▸ **WHAT IS ASKED**: Retype each record below word for word. Leave the pictures out.

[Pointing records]
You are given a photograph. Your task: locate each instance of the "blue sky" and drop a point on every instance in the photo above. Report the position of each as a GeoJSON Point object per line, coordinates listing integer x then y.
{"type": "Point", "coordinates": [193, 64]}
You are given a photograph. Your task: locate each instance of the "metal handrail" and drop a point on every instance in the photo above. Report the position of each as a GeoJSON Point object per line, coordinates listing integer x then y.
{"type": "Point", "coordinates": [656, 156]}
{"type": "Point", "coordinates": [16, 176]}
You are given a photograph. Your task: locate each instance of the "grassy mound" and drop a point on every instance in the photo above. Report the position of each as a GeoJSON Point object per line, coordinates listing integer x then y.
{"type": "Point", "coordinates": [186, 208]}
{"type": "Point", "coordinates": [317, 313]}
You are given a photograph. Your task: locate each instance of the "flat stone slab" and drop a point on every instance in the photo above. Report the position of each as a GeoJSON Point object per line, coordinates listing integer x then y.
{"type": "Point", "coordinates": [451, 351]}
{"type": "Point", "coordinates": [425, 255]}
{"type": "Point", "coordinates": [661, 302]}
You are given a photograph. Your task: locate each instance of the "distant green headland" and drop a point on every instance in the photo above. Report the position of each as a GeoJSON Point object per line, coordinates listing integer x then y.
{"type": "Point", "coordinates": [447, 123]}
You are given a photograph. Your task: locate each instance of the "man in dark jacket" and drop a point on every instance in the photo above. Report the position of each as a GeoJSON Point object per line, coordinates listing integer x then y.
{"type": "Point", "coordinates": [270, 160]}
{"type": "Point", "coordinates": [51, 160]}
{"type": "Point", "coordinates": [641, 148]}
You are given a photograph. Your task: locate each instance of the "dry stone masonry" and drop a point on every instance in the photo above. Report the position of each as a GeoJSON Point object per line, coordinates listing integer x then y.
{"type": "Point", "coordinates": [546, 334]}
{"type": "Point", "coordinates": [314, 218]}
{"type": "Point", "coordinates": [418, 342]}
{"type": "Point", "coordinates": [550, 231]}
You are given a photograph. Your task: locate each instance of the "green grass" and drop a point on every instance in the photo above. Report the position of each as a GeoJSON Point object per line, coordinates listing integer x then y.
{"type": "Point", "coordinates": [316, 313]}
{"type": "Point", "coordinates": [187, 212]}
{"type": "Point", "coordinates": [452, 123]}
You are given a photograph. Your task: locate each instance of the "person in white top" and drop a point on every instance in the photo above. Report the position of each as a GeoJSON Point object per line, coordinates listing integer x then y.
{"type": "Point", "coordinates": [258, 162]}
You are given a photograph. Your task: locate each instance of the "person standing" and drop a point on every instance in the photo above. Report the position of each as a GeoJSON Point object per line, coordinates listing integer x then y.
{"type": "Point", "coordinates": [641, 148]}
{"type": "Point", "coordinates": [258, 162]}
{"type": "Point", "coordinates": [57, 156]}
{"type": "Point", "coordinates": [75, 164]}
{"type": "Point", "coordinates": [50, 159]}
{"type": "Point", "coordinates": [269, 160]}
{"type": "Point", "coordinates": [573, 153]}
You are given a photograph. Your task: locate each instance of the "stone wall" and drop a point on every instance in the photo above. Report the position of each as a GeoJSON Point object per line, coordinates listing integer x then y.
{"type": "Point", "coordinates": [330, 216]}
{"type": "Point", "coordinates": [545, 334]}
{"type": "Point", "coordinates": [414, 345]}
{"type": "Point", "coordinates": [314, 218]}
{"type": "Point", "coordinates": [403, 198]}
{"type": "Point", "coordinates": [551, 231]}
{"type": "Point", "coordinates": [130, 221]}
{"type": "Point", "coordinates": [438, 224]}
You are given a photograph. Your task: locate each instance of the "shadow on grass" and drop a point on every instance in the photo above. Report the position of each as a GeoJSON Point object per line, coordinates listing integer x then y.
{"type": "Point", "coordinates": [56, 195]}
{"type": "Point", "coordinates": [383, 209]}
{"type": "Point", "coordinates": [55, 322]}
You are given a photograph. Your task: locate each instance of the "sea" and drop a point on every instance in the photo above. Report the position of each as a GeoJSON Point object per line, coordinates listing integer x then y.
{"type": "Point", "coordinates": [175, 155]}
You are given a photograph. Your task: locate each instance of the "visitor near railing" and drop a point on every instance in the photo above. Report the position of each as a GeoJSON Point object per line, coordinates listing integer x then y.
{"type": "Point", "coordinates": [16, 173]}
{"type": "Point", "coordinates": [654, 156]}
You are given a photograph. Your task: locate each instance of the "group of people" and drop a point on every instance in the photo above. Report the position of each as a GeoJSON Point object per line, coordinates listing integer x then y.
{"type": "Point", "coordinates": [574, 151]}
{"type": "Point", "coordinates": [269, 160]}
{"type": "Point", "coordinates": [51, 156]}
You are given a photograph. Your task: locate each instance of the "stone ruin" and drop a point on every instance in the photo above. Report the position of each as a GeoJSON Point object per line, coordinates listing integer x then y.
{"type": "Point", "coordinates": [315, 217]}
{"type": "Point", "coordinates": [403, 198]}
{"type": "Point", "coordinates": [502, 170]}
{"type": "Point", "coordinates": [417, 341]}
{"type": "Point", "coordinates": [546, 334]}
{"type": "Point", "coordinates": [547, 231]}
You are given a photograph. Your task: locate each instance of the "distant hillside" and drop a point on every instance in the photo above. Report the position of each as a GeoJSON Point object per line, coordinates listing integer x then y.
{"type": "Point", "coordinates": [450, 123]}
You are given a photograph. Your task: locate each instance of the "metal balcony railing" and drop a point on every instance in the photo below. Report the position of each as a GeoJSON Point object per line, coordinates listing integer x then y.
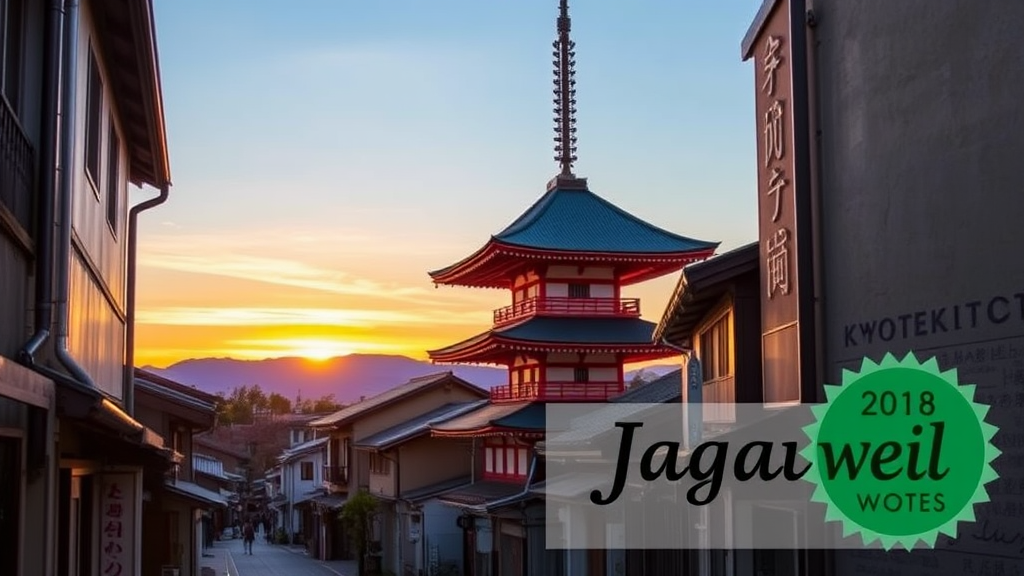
{"type": "Point", "coordinates": [16, 166]}
{"type": "Point", "coordinates": [337, 476]}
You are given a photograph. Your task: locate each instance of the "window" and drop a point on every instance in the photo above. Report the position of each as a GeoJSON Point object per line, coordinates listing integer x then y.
{"type": "Point", "coordinates": [113, 178]}
{"type": "Point", "coordinates": [715, 342]}
{"type": "Point", "coordinates": [504, 457]}
{"type": "Point", "coordinates": [579, 290]}
{"type": "Point", "coordinates": [581, 375]}
{"type": "Point", "coordinates": [11, 26]}
{"type": "Point", "coordinates": [93, 110]}
{"type": "Point", "coordinates": [379, 464]}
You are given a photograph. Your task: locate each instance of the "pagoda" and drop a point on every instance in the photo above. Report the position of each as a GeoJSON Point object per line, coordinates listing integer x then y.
{"type": "Point", "coordinates": [567, 331]}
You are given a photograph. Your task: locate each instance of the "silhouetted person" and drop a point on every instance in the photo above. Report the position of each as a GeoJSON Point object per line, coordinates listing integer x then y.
{"type": "Point", "coordinates": [248, 535]}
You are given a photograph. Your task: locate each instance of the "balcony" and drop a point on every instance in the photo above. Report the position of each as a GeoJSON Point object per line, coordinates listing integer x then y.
{"type": "Point", "coordinates": [16, 164]}
{"type": "Point", "coordinates": [557, 392]}
{"type": "Point", "coordinates": [567, 306]}
{"type": "Point", "coordinates": [335, 476]}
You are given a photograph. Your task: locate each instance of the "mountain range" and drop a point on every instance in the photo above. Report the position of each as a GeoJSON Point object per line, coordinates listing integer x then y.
{"type": "Point", "coordinates": [347, 377]}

▸ **EXERCISE RESULT**:
You are given a photograph. Your task: locate each instance of the "blue sky" and drop a point on every instance in the photo above. Report the position of each as a GeoJSON Point object per line, coordinates listing integer x then y.
{"type": "Point", "coordinates": [193, 64]}
You are given a photograph. Your task: locate each instance of the "metal handrail" and drop a point on every instance in the photo above. Report the position of each as a GeoJSON Point object per line, coordinates listing integer x then y.
{"type": "Point", "coordinates": [656, 156]}
{"type": "Point", "coordinates": [16, 176]}
You are given a photograph. Your task: locate each instance of the "grassy mound" and drop a point on every instance in the photo above. Report the position of each as a GeoJSON Point object per line, coordinates listing integer x then y.
{"type": "Point", "coordinates": [186, 208]}
{"type": "Point", "coordinates": [317, 313]}
You are given a photograph. Your task: locate each instance of the "flat stone slab" and drop a point on every instance in the photo above. Report the position of each as a GeoJSON Point object per line, coordinates listing integer x then y.
{"type": "Point", "coordinates": [451, 351]}
{"type": "Point", "coordinates": [425, 255]}
{"type": "Point", "coordinates": [661, 302]}
You are given a photograph. Your task: locate each instance of the "distant green headland" and drop a point on every instance in the photo above. Report the position of each as a GeoJSON Point object per line, coordinates listing integer x then y.
{"type": "Point", "coordinates": [447, 123]}
You are given a photograph. Your task: locate each instance of the "man in dark jacket" and drop a point on every instance in the photo above. Report the position of each as a GeoJSON Point object per line, coordinates listing integer x then y.
{"type": "Point", "coordinates": [270, 160]}
{"type": "Point", "coordinates": [51, 160]}
{"type": "Point", "coordinates": [641, 148]}
You are given a photograph. Your task: locate each instance of the "dry stone masonry" and drop a point on every instance in the photo above. Report the position of each as a GeoJSON Point object per line, coordinates listing integer x then y.
{"type": "Point", "coordinates": [546, 334]}
{"type": "Point", "coordinates": [314, 218]}
{"type": "Point", "coordinates": [418, 342]}
{"type": "Point", "coordinates": [550, 231]}
You are given a photograph. Your task: locate each instance of the "green grass" and drop a point on every instance in the photo above. Report the position of each as a GeoJSON Point object per line, coordinates listing integer x then y.
{"type": "Point", "coordinates": [316, 313]}
{"type": "Point", "coordinates": [187, 212]}
{"type": "Point", "coordinates": [452, 123]}
You are given a photograph. Your task: locate each instance of the "person in white top" and drop a point on every instance in the photo above. Report the position of each as a GeoJSON Point object per line, coordinates listing integer x then y.
{"type": "Point", "coordinates": [258, 162]}
You are given a photograph. Your task: locate each instance of the "person standing" and drop a point on every instance in the photo above. Report the position of each as a GeoJSON Point object per line, coordinates listing integer x then y.
{"type": "Point", "coordinates": [641, 148]}
{"type": "Point", "coordinates": [258, 162]}
{"type": "Point", "coordinates": [57, 156]}
{"type": "Point", "coordinates": [75, 164]}
{"type": "Point", "coordinates": [50, 159]}
{"type": "Point", "coordinates": [269, 160]}
{"type": "Point", "coordinates": [573, 153]}
You are given a photograph. Your task: locate each instance of the "stone wall" and drop a point on every instance in the photo above. Report the position of each as a GeoJSON Point object per line, coordinates listing integer x then y.
{"type": "Point", "coordinates": [330, 216]}
{"type": "Point", "coordinates": [545, 334]}
{"type": "Point", "coordinates": [414, 345]}
{"type": "Point", "coordinates": [314, 218]}
{"type": "Point", "coordinates": [403, 198]}
{"type": "Point", "coordinates": [551, 231]}
{"type": "Point", "coordinates": [130, 221]}
{"type": "Point", "coordinates": [438, 224]}
You are given a photograph. Your task: locate each instance of the "shadow on grass" and drop a point on every instance in the photo above. Report the position of each as a GeoJSON Point object per line, coordinates listing integer x then y.
{"type": "Point", "coordinates": [56, 195]}
{"type": "Point", "coordinates": [383, 209]}
{"type": "Point", "coordinates": [55, 322]}
You are given a photograph. Your task: locate each instance of the "sea" and drop a point on every instance in the photo above. Report the position of each as a GeoJSON Point object per line, coordinates listing integer x then y.
{"type": "Point", "coordinates": [175, 155]}
You are given a photograph. Your task: locate each instance of the "visitor near railing" and drop a point on every instance in the photo above. Report the position of each as a GeoJSON Point object per line, coordinates listing integer x then y.
{"type": "Point", "coordinates": [16, 173]}
{"type": "Point", "coordinates": [654, 156]}
You are given a photograph. Your task: locate each instance of the "group of people" and drop a point on every instance in the photo above. Report the position of each as a GeoJSON Point object per line, coordinates listing integer x then y.
{"type": "Point", "coordinates": [574, 151]}
{"type": "Point", "coordinates": [269, 160]}
{"type": "Point", "coordinates": [51, 156]}
You are given a photograph. Your task: locate each instance of the "stone ruin" and drop a point on every instance in the photo above. Report the position of each as a GeoJSON Point object per line, coordinates listing integer x then y.
{"type": "Point", "coordinates": [315, 217]}
{"type": "Point", "coordinates": [403, 198]}
{"type": "Point", "coordinates": [502, 170]}
{"type": "Point", "coordinates": [417, 341]}
{"type": "Point", "coordinates": [546, 334]}
{"type": "Point", "coordinates": [547, 231]}
You are given a photograph. Your task: locate each instance of the "distant hillside" and drop a point on every instance in the photo above. Report the position of each as a GeoJSON Point object per line, coordinates listing integer x then y.
{"type": "Point", "coordinates": [450, 123]}
You are given a photograph. Your task: locate each instance of the "metal balcony railing" and drop a point on every instance in the photo below. Report the position of each as a GeoJSON Point object per line, coordinates listing integer x then y.
{"type": "Point", "coordinates": [16, 166]}
{"type": "Point", "coordinates": [337, 476]}
You are given a photograph. Your task: locate each instance of the "window" and drop a point on every instance in the photo above. Report the position of each as a GeoJSON Point object per line, coordinates listing integer x then y.
{"type": "Point", "coordinates": [113, 178]}
{"type": "Point", "coordinates": [715, 342]}
{"type": "Point", "coordinates": [504, 457]}
{"type": "Point", "coordinates": [579, 290]}
{"type": "Point", "coordinates": [581, 375]}
{"type": "Point", "coordinates": [11, 26]}
{"type": "Point", "coordinates": [93, 110]}
{"type": "Point", "coordinates": [379, 464]}
You are given a photograph. Your task: locate each instance of the "pagoda" and drop a point on every instance in the photo above. Report the position of each as a GeoJSON Point object per line, coordinates listing integer x then y.
{"type": "Point", "coordinates": [567, 331]}
You are given a photograph. Your task: locate each instance of the "silhouetted person" and drop a point on every instance in the photo above. Report the position of each as a GeoJSON Point object per line, coordinates listing integer x then y.
{"type": "Point", "coordinates": [248, 535]}
You are given a photograph. Your task: locate each instance of the "balcony" and drop a point on every instance in the photo above. Report the position of each as a GeoJSON Point object per line, coordinates listing integer x then y.
{"type": "Point", "coordinates": [16, 164]}
{"type": "Point", "coordinates": [557, 392]}
{"type": "Point", "coordinates": [567, 306]}
{"type": "Point", "coordinates": [335, 476]}
You are given a photograph. Your task: locate each instance of the "mountain range" and drop a point on every instance in the photo above. Report the position of each as a GeoJSON Point object per line, coordinates listing integer x then y.
{"type": "Point", "coordinates": [347, 377]}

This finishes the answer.